*Consigna de trabajo:* Prolonga el texto sobre la obra de Francho y empieza justo después de su última frase.
##### Texto proporcionado #####
Francho se ocupa del presente y de lo que le rodea pero a través de una sensibilidad
extemporánea (“Metí a Vladimir Putin en este cuadro porque tiene una cara muy
buena para pintar, es un tío muy pintable,
el Putin ése”) Hay también algo de condición desheredada, de objetos demasiado
usados, ingenios gastados, vistas insulsas redimidas por la gloria chica del
arte, retratos de pequeños malandrines, etc. e imágenes en ocasiones realmente provocadoras (“Fidel en la
playa”, 2009), cuadros de gran calidad que sin embargo provocan el rechazo general
del connoisseur medio con más fuerza
que cualquiera de las cíclicas modernadas transgresoras a las que estamos
acostumbrados en el gran circo del arte contemporáneo.
"Fidel en la playa" Óleo sobre lienzo. 2009 |
Últimamente su pintura ha tratado
de resolverse sin tanto artificio aunque sin renunciar a las dificultades
visuales, siempre de naturaleza más conceptual que óptica. Las pruebas preparatorias
han cobrado importancia pero de una manera peculiar. Francho, al revés de lo
habitual, hace estudios con un altísimo nivel de acabado que le permiten
después saber cómo pintar la obra definitiva con mayor soltura y velocidad (“Jet
contrails”, 2012) También han aparecido otros elementos ajenos al óleo (aunque
siempre los hubo, como su caja de luz- cámara estenopeica “Buenas, caballer@”,
2007) como el cartelismo de “El estado de las artes plásticas en Berlín”, en su
inicio un álbum de Facebook con imágenes de intervenciones callejeras de toda
índole, que harían quizás las funciones de un bloc de dibujos o apuntes, pero
desde una estrategia apropiacionista.
##### Datos proporcionados #####
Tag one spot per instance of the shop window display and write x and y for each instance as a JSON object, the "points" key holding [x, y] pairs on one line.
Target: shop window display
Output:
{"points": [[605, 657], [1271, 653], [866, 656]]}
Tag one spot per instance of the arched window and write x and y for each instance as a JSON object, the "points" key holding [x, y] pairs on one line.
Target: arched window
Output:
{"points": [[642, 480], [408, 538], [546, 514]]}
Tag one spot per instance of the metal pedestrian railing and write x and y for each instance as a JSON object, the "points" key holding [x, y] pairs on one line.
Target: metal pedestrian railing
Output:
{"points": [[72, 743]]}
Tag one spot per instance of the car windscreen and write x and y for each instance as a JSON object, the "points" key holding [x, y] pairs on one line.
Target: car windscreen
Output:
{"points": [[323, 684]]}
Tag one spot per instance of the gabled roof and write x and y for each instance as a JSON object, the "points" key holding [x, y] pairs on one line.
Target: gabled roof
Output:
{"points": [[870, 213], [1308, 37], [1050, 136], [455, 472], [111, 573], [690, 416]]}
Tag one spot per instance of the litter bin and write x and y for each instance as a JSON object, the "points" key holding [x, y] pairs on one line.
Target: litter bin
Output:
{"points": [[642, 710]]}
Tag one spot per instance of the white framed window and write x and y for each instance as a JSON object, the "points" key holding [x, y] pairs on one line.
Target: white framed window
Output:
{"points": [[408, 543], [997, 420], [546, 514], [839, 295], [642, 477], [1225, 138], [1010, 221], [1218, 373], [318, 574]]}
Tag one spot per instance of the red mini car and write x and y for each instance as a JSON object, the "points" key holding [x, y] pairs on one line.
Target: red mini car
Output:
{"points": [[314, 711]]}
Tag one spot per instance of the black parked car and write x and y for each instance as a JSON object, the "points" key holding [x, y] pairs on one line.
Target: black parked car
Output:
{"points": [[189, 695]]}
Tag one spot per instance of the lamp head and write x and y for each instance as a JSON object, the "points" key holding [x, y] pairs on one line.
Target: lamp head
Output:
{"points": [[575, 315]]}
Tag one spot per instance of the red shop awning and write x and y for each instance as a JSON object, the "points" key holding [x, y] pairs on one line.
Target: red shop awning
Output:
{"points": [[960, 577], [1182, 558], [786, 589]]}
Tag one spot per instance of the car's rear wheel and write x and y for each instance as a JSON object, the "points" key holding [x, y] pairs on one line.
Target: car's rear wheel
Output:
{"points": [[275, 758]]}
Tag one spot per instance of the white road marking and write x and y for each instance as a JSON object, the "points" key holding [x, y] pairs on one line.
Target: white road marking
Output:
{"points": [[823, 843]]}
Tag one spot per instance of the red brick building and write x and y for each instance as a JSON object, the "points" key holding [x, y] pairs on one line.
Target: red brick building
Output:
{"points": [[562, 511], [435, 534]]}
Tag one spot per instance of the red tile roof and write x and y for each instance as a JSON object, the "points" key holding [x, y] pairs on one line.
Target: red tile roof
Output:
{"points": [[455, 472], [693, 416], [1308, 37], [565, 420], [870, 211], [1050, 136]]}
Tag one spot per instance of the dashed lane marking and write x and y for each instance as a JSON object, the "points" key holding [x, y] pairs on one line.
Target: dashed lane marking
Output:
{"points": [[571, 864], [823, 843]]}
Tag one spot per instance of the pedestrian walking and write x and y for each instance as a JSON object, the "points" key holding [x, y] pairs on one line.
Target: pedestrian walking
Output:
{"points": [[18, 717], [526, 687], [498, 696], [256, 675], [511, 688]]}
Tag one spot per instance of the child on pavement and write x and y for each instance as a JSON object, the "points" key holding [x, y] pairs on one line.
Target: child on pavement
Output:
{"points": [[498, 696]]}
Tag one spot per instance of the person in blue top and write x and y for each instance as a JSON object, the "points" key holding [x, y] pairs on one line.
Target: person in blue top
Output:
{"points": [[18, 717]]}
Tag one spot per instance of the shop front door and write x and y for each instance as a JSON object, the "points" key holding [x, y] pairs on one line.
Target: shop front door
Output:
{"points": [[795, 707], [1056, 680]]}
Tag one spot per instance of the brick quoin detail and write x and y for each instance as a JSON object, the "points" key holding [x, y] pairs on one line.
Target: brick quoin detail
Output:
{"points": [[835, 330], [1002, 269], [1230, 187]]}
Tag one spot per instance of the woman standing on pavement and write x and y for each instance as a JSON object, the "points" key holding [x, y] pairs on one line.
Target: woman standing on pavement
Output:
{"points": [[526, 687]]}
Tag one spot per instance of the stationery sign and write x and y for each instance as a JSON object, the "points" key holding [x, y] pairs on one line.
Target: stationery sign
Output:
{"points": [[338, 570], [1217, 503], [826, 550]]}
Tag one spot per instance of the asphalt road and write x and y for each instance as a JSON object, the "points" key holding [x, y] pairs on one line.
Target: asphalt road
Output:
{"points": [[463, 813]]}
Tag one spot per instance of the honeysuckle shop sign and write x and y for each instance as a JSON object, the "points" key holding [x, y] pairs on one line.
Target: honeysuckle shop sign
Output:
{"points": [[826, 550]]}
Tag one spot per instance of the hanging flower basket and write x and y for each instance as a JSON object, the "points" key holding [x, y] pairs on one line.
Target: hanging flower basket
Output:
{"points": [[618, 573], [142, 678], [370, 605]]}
#####
*Problema resuelto:*
"Buenas, caballer@" Cámara estenopeica/caja de luz. 2007 |
Decir que su pintura es hija del
fracaso podría parecer poco digno de mérito. Pero si atendemos al balance desequilibrado
entre la rotundidad de su obra y su poco conocida trayectoria profesional yo le
deseo de todo corazón el más sosegado de los fracasos y le recomiendo que
conserve, con el mínimo de penurias, su posición privilegiada al margen del
devenir de las artes contemporáneas profesionales, aunque para no hacer
apología del tópico del artista desgreñado y encerrado en su estudio- un cliché
que por otra parte me es mucho más simpático que aquel otro del artista hombre
de negocios- les informo que los cenáculos artísticos en los que Francho ha
sido partícipe en Berlín (han oído bien: Berlín, que es superguay) provocarían
la envidia de muchos colegas del ramo. No olvidemos nunca que el otro loco, el
del pelo rojo, aunque su carrera fue desastrosa, tenía un hermano galerista y
era conocido absolutamente por todo Dios en aquel París, también superguay.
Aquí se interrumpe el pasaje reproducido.